● WRITTEN REQUEST
Copy the stretch from the start of the entries through the line containing "point(16, 228)", requests included, and scale every point coordinate in the answers by 2.35, rounding to whole numbers with halves going up. Keep the coordinates in the requests and their samples unchanged, and leave out the pictures.

● SUPPLIED MATERIAL

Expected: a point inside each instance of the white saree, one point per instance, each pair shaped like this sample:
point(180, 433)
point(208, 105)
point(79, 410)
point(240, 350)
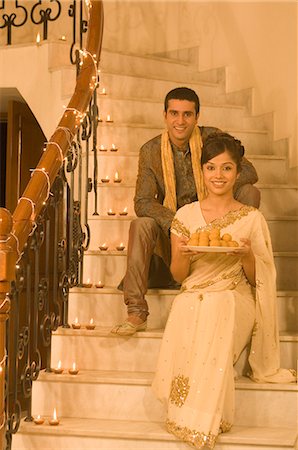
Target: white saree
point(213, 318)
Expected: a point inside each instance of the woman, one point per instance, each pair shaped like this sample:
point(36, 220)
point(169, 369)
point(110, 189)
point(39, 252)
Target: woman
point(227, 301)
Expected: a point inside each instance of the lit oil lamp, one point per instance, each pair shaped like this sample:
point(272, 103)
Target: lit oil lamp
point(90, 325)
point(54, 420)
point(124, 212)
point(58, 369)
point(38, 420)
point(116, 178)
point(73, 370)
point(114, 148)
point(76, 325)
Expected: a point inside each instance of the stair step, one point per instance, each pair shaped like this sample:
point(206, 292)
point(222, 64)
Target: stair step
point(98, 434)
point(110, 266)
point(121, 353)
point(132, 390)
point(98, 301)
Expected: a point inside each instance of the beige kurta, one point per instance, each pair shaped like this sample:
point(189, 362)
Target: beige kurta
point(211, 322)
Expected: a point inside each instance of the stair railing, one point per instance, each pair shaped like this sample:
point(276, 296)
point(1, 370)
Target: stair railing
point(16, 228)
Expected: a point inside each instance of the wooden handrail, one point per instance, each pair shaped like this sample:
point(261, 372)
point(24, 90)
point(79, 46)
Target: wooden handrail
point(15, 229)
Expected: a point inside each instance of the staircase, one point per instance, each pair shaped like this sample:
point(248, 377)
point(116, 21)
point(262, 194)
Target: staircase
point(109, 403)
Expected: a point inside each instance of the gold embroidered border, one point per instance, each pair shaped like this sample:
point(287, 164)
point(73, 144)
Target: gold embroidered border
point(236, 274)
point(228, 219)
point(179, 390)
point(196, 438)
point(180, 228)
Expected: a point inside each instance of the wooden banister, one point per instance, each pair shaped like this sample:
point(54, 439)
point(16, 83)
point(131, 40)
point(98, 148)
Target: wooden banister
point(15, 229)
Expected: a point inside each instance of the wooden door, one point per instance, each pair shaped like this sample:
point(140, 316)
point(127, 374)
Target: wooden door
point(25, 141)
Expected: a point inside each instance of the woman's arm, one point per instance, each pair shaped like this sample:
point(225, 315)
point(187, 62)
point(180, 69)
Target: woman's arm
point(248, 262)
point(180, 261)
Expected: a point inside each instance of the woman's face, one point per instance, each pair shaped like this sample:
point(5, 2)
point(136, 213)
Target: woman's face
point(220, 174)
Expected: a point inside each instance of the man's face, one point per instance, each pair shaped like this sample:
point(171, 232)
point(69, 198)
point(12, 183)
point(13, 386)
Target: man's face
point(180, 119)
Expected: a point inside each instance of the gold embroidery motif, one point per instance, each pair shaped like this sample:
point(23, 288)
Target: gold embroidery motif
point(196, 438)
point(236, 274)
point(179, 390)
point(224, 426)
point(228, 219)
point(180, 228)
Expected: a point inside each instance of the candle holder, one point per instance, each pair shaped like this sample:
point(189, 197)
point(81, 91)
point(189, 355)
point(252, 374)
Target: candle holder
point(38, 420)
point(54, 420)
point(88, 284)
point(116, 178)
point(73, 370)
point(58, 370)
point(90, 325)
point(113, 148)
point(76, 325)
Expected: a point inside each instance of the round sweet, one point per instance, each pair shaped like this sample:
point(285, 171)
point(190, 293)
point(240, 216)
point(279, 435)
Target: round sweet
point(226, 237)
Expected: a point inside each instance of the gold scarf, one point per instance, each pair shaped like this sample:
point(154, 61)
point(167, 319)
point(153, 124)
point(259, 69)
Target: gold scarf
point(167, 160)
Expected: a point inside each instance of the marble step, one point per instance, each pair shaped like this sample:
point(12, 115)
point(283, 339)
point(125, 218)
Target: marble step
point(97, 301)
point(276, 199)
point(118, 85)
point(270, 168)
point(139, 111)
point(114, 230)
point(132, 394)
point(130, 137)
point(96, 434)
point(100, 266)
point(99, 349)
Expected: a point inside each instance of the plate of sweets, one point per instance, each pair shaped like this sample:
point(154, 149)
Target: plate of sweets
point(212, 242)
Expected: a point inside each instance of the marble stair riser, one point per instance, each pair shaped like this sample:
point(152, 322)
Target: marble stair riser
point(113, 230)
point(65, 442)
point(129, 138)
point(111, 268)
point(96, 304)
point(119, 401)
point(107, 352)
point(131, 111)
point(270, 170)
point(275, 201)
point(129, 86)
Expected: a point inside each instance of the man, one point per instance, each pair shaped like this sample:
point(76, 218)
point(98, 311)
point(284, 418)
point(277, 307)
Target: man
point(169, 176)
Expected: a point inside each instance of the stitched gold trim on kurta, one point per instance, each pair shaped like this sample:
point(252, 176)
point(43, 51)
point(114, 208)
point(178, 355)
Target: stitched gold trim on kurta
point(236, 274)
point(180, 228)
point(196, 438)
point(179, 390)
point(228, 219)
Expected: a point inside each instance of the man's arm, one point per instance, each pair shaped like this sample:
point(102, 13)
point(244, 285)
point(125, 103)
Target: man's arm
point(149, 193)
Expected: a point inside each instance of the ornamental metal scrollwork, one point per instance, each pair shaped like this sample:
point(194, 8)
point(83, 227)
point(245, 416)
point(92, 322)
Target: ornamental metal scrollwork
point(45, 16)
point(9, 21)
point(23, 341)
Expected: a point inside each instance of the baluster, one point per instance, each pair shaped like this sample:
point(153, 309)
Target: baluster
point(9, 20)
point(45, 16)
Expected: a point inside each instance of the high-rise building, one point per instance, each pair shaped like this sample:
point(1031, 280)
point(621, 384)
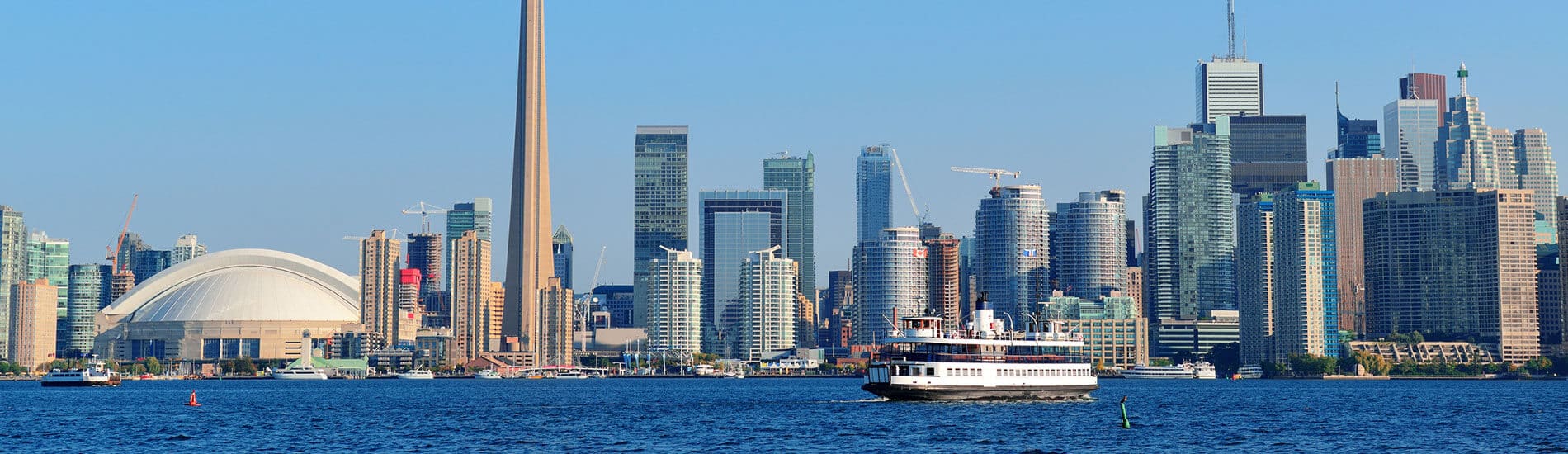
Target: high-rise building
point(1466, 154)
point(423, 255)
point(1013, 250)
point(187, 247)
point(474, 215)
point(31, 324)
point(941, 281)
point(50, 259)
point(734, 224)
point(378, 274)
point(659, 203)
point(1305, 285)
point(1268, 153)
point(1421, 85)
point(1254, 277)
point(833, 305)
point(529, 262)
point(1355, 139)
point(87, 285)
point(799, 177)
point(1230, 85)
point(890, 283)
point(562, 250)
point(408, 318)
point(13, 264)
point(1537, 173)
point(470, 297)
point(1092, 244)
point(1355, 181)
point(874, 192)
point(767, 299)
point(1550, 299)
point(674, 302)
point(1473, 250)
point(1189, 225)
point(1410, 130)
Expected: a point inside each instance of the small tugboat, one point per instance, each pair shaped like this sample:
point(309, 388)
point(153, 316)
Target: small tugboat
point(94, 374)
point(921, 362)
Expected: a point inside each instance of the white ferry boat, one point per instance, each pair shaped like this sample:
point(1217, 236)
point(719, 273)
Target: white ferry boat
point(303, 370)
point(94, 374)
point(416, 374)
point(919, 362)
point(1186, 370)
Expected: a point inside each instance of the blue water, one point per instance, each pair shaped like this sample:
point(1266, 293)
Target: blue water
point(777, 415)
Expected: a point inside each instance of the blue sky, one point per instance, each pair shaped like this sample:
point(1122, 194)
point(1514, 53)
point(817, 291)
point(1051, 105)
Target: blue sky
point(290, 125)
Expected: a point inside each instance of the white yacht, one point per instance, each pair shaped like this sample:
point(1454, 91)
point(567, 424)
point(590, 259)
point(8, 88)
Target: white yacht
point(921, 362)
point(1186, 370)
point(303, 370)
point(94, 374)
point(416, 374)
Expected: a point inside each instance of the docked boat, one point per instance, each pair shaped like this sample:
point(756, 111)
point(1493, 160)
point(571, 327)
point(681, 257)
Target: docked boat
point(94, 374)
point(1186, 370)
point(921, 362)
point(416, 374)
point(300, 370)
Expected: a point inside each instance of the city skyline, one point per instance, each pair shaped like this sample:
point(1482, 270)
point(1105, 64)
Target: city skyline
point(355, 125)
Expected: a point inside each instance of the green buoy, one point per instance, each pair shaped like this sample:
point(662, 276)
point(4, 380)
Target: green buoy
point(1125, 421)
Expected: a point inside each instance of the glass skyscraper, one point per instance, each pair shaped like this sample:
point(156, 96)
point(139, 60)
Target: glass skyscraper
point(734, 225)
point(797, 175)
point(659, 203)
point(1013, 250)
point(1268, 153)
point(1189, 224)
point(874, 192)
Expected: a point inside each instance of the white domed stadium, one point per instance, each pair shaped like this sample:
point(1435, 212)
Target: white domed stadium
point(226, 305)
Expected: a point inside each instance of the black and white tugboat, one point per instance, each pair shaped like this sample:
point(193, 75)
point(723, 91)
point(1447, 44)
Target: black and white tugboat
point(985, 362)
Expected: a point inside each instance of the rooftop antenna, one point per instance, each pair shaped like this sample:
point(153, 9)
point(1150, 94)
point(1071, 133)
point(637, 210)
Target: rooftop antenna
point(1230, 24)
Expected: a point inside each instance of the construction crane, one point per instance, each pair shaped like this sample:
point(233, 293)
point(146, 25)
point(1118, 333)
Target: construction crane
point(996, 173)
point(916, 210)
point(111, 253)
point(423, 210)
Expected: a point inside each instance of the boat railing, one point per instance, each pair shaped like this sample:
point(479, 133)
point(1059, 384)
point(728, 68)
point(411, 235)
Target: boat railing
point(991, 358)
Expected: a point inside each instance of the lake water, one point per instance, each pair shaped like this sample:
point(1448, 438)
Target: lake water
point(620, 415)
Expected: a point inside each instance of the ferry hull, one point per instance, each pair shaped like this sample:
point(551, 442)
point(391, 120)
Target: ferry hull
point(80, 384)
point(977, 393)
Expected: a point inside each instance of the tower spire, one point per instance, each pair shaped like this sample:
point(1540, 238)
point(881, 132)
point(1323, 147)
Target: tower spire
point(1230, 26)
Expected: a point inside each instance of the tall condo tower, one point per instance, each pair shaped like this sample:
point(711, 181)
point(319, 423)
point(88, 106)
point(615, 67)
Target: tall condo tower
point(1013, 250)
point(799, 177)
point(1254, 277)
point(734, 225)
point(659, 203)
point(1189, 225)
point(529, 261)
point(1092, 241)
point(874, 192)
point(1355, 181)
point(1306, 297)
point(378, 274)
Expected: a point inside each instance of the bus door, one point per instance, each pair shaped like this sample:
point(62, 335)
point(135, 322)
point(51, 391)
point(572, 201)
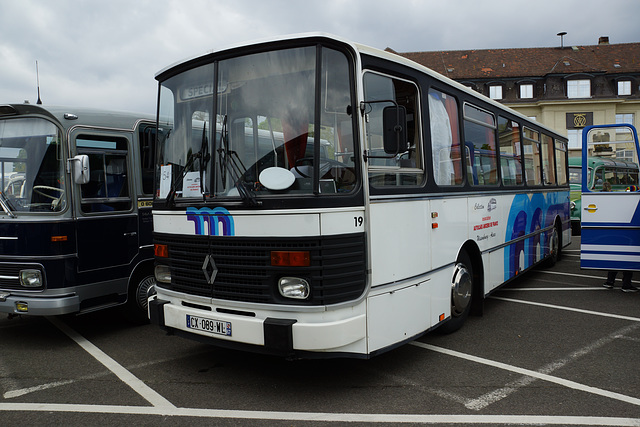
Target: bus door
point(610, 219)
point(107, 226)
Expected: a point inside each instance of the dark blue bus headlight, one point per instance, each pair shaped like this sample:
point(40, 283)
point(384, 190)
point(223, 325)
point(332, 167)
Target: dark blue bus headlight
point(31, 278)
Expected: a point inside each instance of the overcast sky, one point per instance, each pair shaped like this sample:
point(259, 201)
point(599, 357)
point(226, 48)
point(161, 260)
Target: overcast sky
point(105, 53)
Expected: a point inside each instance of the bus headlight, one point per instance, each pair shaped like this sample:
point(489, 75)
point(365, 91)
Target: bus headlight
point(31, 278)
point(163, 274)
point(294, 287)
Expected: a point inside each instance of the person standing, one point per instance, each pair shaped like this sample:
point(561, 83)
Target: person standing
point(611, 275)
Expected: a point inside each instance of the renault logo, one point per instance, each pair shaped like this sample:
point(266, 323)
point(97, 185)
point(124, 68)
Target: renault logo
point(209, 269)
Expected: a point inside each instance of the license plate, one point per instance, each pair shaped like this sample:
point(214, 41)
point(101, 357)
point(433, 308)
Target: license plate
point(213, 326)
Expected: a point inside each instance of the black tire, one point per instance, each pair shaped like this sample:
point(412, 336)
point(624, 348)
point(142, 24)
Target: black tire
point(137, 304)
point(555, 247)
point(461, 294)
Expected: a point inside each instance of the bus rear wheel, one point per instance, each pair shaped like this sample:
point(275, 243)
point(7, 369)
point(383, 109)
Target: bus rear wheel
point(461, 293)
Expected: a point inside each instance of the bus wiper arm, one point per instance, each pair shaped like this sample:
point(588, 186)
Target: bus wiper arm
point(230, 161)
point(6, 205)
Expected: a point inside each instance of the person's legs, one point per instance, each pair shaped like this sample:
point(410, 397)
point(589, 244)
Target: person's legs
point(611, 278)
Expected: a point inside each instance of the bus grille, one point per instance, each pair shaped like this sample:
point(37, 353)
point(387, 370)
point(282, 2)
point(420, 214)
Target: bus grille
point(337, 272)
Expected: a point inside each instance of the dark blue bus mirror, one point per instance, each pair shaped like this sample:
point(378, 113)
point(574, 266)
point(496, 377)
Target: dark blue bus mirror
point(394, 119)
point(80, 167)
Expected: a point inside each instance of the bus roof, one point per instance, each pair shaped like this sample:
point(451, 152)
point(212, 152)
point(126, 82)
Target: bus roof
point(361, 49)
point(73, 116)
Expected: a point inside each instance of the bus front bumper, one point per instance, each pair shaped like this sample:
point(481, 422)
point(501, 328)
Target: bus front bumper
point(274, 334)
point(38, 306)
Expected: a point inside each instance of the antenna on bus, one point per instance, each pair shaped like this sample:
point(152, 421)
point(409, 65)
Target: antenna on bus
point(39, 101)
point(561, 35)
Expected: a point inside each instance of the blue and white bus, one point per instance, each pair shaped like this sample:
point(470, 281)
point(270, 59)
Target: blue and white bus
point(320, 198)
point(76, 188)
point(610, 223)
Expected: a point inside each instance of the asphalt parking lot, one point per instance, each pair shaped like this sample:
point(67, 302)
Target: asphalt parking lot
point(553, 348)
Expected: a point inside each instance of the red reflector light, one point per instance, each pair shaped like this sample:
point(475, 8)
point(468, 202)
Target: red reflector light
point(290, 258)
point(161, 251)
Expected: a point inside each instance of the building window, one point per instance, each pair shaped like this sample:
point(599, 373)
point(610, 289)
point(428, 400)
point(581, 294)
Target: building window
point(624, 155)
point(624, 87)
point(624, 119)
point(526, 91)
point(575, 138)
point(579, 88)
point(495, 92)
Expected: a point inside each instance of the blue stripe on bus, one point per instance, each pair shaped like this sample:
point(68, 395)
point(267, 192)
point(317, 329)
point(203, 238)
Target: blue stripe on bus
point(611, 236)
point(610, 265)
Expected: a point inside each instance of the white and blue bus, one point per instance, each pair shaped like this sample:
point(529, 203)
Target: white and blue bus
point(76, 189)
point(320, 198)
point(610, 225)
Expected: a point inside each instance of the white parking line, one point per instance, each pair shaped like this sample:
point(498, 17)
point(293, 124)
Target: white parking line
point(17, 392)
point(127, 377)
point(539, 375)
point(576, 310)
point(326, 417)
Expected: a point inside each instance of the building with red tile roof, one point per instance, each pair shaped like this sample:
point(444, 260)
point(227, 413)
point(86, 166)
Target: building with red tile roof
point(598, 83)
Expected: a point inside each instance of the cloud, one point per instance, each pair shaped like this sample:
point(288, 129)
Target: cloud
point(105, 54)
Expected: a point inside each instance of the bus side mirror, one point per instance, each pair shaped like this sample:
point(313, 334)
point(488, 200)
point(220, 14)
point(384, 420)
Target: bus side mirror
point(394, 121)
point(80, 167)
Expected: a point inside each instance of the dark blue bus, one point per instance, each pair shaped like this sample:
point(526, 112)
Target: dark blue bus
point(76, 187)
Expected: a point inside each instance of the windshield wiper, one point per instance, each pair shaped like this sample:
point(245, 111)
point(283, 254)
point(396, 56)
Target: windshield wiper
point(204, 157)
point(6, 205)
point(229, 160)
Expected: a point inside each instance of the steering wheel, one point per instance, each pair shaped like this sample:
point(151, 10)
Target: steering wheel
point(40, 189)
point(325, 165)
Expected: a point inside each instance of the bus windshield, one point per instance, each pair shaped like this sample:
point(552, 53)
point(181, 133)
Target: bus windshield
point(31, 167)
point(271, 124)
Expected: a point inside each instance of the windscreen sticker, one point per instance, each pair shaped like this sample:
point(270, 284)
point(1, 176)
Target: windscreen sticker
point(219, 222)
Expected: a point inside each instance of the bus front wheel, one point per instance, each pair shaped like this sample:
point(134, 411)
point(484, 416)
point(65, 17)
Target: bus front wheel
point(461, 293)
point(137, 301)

● SOLUTION TO THIS PROBLEM
Expected: a point inside each instance of the white saree, one point per instance, each pair shaped like this sample:
point(180, 433)
point(208, 105)
point(79, 410)
point(240, 350)
Target: white saree
point(501, 747)
Expected: a point inside each instance of the woman, one point per instance, each pair shaped like this sample:
point(36, 220)
point(169, 369)
point(110, 189)
point(39, 252)
Target: woman
point(533, 707)
Expected: a point inside each instance of the lit oil lamp, one point per instance, each pair shaped like this sample:
point(272, 103)
Target: lit oil lamp
point(212, 764)
point(127, 987)
point(291, 498)
point(136, 867)
point(89, 987)
point(273, 418)
point(172, 870)
point(268, 348)
point(179, 764)
Expected: a point inside each instance of the stair step, one point per instance, each pair shaped like this sample:
point(206, 292)
point(222, 64)
Target: stair step
point(230, 1020)
point(259, 625)
point(284, 830)
point(310, 917)
point(230, 707)
Expected: a point inside each instance of the beige kurta, one point per instance, each pair shaped like this sample:
point(189, 362)
Target: beige kurta
point(496, 757)
Expected: a point inside each instance of the stair railing, one point per instance, each pair shaped like this sample:
point(276, 296)
point(1, 370)
Target: stair railing
point(38, 536)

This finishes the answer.